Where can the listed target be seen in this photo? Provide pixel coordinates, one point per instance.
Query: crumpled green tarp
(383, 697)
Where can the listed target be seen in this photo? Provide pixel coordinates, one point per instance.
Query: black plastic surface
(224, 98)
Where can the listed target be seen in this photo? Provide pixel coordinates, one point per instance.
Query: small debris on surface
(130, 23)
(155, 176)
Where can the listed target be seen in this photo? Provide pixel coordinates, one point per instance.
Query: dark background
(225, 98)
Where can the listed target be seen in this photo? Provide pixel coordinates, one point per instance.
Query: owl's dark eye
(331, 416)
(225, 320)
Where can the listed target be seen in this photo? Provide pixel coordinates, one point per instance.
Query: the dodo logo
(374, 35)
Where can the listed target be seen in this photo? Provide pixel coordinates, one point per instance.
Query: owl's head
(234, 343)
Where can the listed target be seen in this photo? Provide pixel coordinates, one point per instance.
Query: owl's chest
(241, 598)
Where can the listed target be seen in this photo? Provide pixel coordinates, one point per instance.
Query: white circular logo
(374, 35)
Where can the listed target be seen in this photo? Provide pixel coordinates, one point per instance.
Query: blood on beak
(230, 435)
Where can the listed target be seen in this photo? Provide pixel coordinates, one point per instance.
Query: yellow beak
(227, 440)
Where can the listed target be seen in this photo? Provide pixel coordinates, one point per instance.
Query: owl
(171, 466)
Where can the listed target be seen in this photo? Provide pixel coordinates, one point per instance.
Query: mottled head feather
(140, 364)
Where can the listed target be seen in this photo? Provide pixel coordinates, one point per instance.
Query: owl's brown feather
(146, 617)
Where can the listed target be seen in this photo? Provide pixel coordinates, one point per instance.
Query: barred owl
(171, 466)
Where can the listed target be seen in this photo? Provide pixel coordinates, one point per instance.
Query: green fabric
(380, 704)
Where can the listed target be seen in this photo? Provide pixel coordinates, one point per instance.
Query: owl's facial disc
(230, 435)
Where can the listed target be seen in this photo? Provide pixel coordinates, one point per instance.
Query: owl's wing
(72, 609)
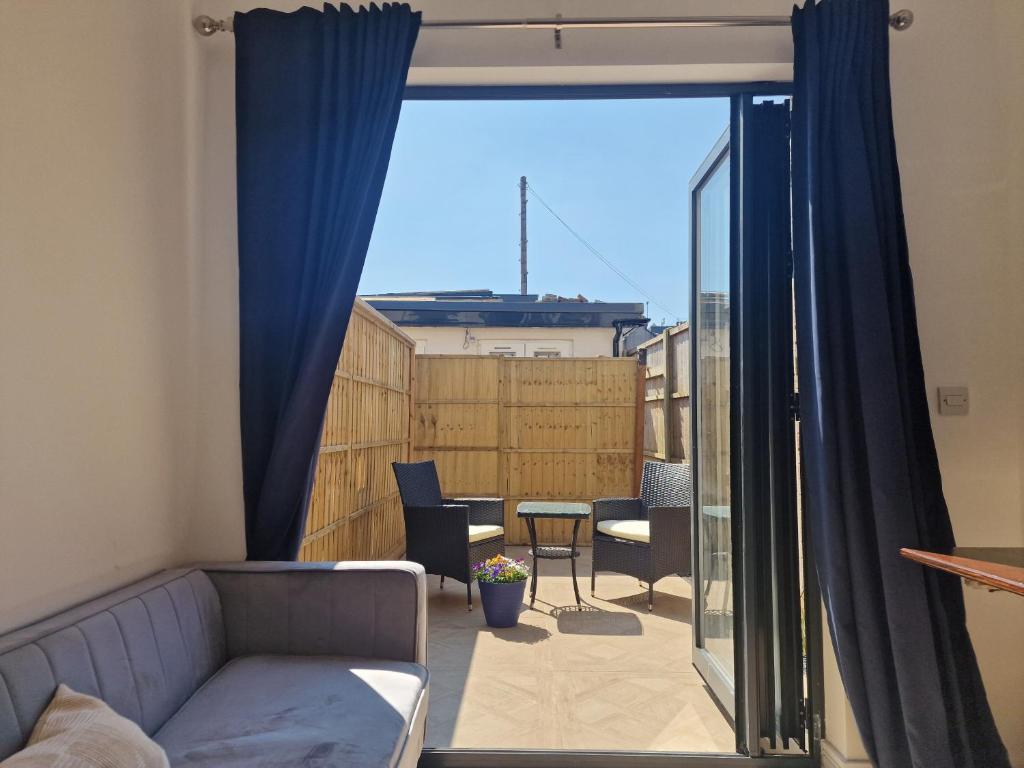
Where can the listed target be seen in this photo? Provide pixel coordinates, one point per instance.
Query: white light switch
(953, 400)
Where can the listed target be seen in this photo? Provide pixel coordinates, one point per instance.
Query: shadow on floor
(591, 621)
(666, 605)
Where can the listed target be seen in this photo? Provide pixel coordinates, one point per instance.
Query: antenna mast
(522, 236)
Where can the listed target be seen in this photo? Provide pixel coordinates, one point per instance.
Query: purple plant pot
(502, 602)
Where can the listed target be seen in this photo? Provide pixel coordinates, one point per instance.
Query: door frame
(710, 669)
(469, 758)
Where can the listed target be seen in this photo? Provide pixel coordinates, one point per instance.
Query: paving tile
(609, 676)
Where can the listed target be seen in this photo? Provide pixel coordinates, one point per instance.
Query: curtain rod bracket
(207, 26)
(901, 19)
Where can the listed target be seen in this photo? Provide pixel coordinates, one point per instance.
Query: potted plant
(503, 582)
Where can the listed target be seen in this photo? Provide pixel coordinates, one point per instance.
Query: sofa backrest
(143, 649)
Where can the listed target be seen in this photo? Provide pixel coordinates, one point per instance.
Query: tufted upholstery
(143, 649)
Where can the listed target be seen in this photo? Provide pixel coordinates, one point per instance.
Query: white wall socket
(953, 400)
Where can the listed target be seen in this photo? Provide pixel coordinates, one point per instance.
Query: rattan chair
(448, 536)
(646, 538)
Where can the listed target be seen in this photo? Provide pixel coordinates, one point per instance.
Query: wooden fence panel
(355, 513)
(526, 428)
(667, 395)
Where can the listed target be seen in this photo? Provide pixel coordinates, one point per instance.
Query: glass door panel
(713, 586)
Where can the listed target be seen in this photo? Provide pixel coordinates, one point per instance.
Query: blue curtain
(872, 481)
(317, 96)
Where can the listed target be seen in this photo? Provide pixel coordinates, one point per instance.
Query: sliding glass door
(714, 631)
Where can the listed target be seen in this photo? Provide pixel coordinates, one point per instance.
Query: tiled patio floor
(609, 677)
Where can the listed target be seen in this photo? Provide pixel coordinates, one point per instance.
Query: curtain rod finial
(901, 19)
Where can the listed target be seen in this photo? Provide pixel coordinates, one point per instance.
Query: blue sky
(616, 171)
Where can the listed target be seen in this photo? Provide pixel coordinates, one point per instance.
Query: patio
(611, 676)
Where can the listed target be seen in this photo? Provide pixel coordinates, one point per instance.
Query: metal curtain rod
(899, 20)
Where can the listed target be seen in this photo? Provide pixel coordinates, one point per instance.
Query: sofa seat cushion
(482, 532)
(634, 530)
(309, 711)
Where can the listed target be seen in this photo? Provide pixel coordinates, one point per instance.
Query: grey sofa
(242, 664)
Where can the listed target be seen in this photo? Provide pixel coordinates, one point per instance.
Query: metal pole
(899, 20)
(522, 236)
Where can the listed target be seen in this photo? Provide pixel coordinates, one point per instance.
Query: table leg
(532, 548)
(576, 587)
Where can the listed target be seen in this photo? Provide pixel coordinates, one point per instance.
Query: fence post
(639, 418)
(669, 382)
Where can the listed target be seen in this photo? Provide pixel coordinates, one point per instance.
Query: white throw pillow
(80, 731)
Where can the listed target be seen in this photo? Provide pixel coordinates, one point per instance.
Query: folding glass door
(749, 582)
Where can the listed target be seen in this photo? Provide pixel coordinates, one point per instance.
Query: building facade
(511, 325)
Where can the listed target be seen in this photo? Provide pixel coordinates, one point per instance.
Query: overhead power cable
(604, 259)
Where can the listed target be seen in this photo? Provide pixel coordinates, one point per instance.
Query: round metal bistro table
(532, 511)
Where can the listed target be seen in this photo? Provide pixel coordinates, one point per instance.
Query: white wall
(580, 342)
(96, 288)
(958, 101)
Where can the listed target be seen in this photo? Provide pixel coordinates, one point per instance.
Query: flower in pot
(503, 582)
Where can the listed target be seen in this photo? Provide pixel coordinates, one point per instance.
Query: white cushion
(479, 532)
(635, 530)
(80, 731)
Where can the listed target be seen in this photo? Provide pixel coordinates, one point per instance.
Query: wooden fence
(667, 395)
(355, 513)
(528, 428)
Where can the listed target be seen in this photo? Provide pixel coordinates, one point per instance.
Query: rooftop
(484, 307)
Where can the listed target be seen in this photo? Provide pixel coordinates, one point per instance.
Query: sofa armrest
(483, 511)
(616, 509)
(372, 609)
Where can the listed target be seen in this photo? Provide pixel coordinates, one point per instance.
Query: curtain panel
(872, 477)
(317, 96)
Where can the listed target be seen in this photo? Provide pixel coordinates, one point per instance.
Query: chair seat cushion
(286, 711)
(634, 530)
(480, 532)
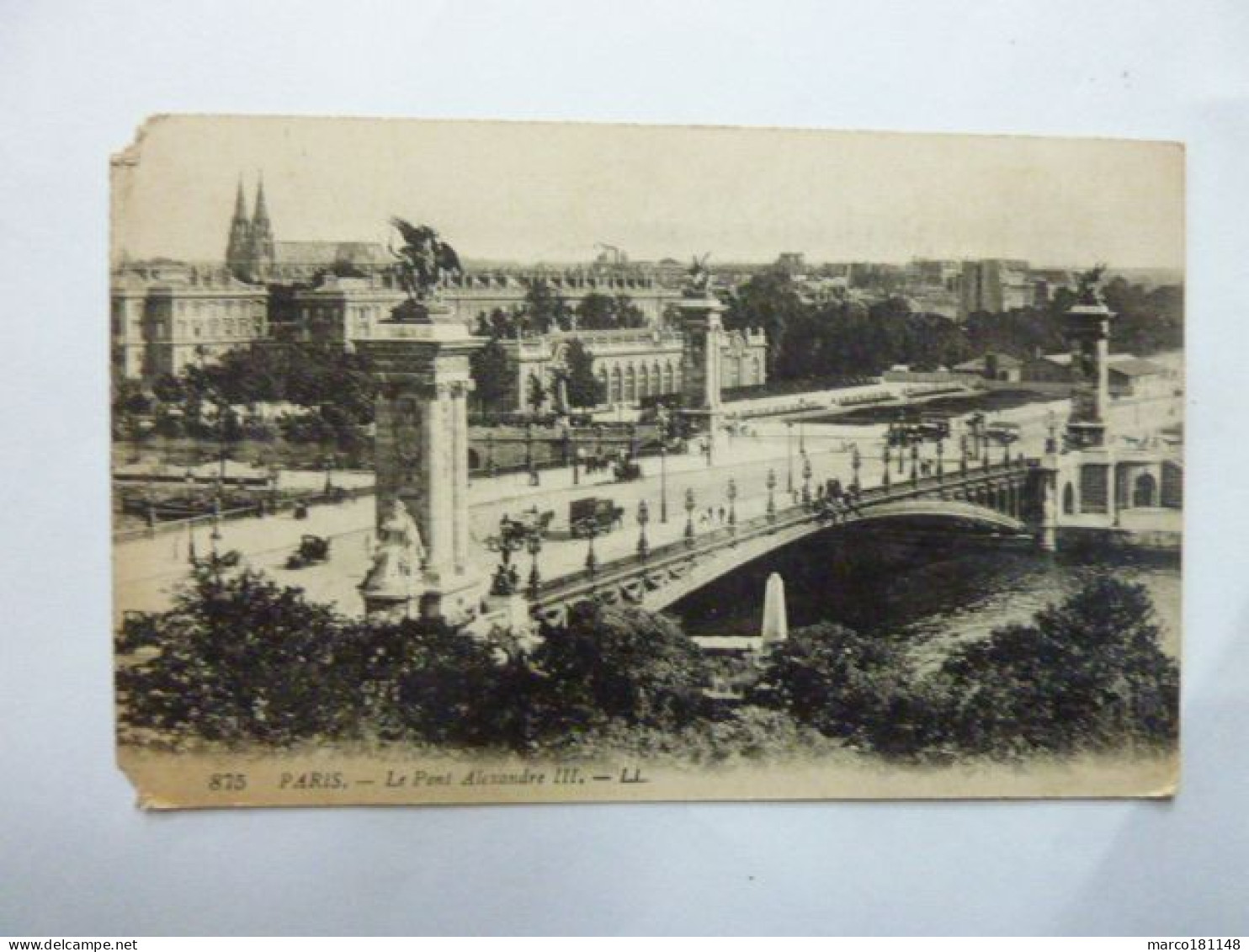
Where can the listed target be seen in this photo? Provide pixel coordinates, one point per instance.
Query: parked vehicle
(593, 515)
(1002, 433)
(312, 549)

* What to do
Apart from the pictures, every record must be set down exactly.

* Exercise response
Where can the listed target be seen in this photo? Provide pixel coordinates, one point per instance.
Query: crumpled green tarp
(383, 697)
Where can the listed target be seen in this photo? Provide pixel coordinates, one point per instance.
Query: black plastic surface
(224, 98)
Where can the listed target be seen in this photo? Provide pixel coordinates, one point per instance.
Query: small debris on surface
(130, 23)
(155, 176)
Where can the listed target be seen in this photo? Provide pixel coordinates, one point per instance.
Query: dark background
(225, 98)
Where can the listed target be seen in this photo? Provide pixel coordinates, one point per instance.
Query: owl's dark eye
(331, 416)
(225, 320)
Where can the listed target be seen in this photo? Provide pixel coordinates, one point per instance.
Query: the dodo logo
(374, 35)
Where can the listed target be seen in this photo? Provide pixel coordinates, one point per instance.
Query: owl's head
(234, 343)
Where can the listed target be seen in this photo? Provide pixel coordinates, one point per instance.
Query: owl's chest
(241, 598)
Where can the listed target be seen in this photo? Provide pixel coordinates, one point per instance.
Query: white circular logo
(374, 35)
Where can the listed target be seen in this photo? Provide pixel coordinates, one point per instance.
Query: blood on beak
(230, 435)
Where can the listed target be seen in this photo? Provide pixel coordinates, one point per instance.
Query: yellow beak
(227, 440)
Where can the listed target be seen in this photo? Provide pixel coordinates, one point per instance.
Query: owl
(171, 466)
Where can the listed target be seen in this photo? Provide pixel coordinates, one point per instance.
Query: mottled head feather
(140, 364)
Where can the listed target be seen in this photo? Provide pixel coordinates, one point per instance.
Query: owl's brown feather
(146, 617)
Where can the listed target be seen in this photo? Provide pixel coordinates, one point per instance.
Query: barred owl
(171, 466)
Where can the listed target be seen in this photo? Provide pixel coordinates, one point per instance.
Query: green fabric
(380, 704)
Where can the listed target be seen in this photo? Provide pixel coordinates, one point per instance.
Query: owl's facial disc
(230, 435)
Where can the listed target be seen in this photo? Provide pixel coordinates, one point per instance.
Query: owl's wing
(72, 609)
Where can the listed target be seen in this photo? Provide pixel coordinates, one point per instance.
Query: white light switch
(953, 400)
Where can the listed target be seen in this photo? Provide pixel coordinates, one point per instance.
Query: shadow on floor
(591, 621)
(666, 605)
Where can the listed target be seen in this photo? Provide pixel coordinates, one point per instance.
Query: antenna mast
(522, 236)
Where can the listed target be seen in this photo? Provide pixel coordinates, one point per instance.
Query: purple plant pot
(502, 602)
Where can the listed target be seen in this photo? Provide pixel coordinates, one point per instance.
Query: door frame
(710, 669)
(469, 758)
Where can the listed target be seen in this photo? Provide pixel coordinates, one point per instance.
Query: paving tile
(609, 676)
Where can the listed target be seen in this photo? Provide pixel coordinates, one point per instance.
Query: curtain rod bracket
(207, 26)
(901, 19)
Where can the listed target be seen in this photo? Provide pixel coordinates, one point per instance.
Query: potted plant
(503, 582)
Where can the listed target be seen in this photo? Provide pixel coordinates, one point per instance.
Query: sofa backrest
(143, 649)
Where can the listed target be seen in this photo? Provide pixel coordinates, one point per instance.
Query: tufted upholstery
(143, 649)
Where can the listed target be seen in this photo? Provide pixel coordinates, one point per instance.
Query: white wall socket
(953, 400)
Where can the listed target be seen in this photo? Provide pixel coordinates, one point per instance.
Query: rattan chair
(448, 536)
(646, 538)
Where can the listed target be seen in this photo? Provide pixel coordinates, one point per instance.
Query: wooden fence panel
(355, 513)
(526, 428)
(667, 395)
Where can the listed target be seen in this photo? Provide pixel coordinates, one point per instance.
Query: glass door panel
(713, 586)
Where can the listed target be seen in this photo? Provide pixel coordinates, one point per instance.
Query: blue curtain
(872, 481)
(317, 96)
Where can the listed target be seen in this photo? Provide pixel coordinates, one point per instance.
Query: sliding glass door
(714, 631)
Where can the listed target be seen in this photo? Provide pixel coordinates, one point per instance.
Query: tiled patio floor
(609, 677)
Where can the listed target be seen in this photo? Provide pixel coordinates, one point per instance.
Query: curtain rod finial
(901, 19)
Where can the listed target be seen in this photo? Provide pixel coordinates, one point per instance.
Query: blue sky
(616, 171)
Where can the listed target be seen in this photo? Provide pixel coordinates, one point per instance.
Query: patio
(611, 676)
Where can the listed target be seen in this photo? Provide pixel coordinates, one point per instance.
Query: metal curtain rod
(899, 20)
Where can the listed target be seen in this photo? Provide pixel coordinates, one point per instance.
Query: sofa seat cushion
(482, 532)
(634, 530)
(309, 711)
Where can the listed target be seen in this photo? Provide pixel coordinates, one point per instance.
Query: grey sofa
(242, 664)
Where can the listed target be seen in this photo? Provide pixel coordinates, one point per instance.
Query: metal pole
(899, 20)
(522, 236)
Where can the listed target be seen in this photo? Provide pixel coordinates, one point per instance.
Query: table leg
(532, 548)
(576, 587)
Where can the listed target be seen in this photo? Provide pixel coordinates, one point per instance.
Query: fence post
(639, 418)
(669, 382)
Where can the listed target be seen in this photo? Provide pixel coordinates, one point per instance.
Query: white throw pillow
(80, 731)
Where can the listed target be seen in this photo? Provide pixel coordinates, one point per instance.
Query: folding glass door
(749, 582)
Where can the listed target be seen in this photo? Provide pixel coordinates, one point per instance.
Query: building facade
(511, 325)
Where can the listed target be seen in this photo? Provide pixel coordinates, one point per instance.
Query: overhead power cable
(604, 259)
Where can the listed target be seen in this photo? Provide pixel coordinates, one point per instance.
Query: round metal bistro table
(532, 511)
Where can the listed target be seen in this photo? Provide pixel coordinates, one point per instance.
Query: white wall
(580, 342)
(96, 288)
(958, 101)
Where can the listed target be seen in this photo? Provide pixel coordinates, one point per instance.
Query: flower in pot
(503, 582)
Where can the listed target be seen in this photo? Provide pixel coordinates, one point per instance.
Query: white cushion
(479, 532)
(635, 530)
(80, 731)
Where can the listed target be seen in this photo? Provide pixel coordinates, one point per instance.
Query: wooden fence
(667, 395)
(355, 513)
(528, 428)
Where can the listed target be seen in this photo? Provide pixel coordinates, one point per instance.
Query: rooftop
(484, 307)
Where can the listed target be seen in this photo? Provide pixel coordinates, one point per instance.
Query: sofa armrest
(483, 511)
(616, 509)
(372, 609)
Where can the listed target be seen in this photo? Provide pixel coordinates, one point per instance.
Query: curtain panel
(872, 477)
(317, 96)
Where can the listed target be seen in this photo? Provide pixel coordinates, one point per instance.
Query: chair seat cushion
(286, 711)
(634, 530)
(480, 532)
Where can the listed target be seen in this photo? Provide pixel coordinates, one point per instance.
Query: parked vehicle
(593, 515)
(1002, 433)
(312, 549)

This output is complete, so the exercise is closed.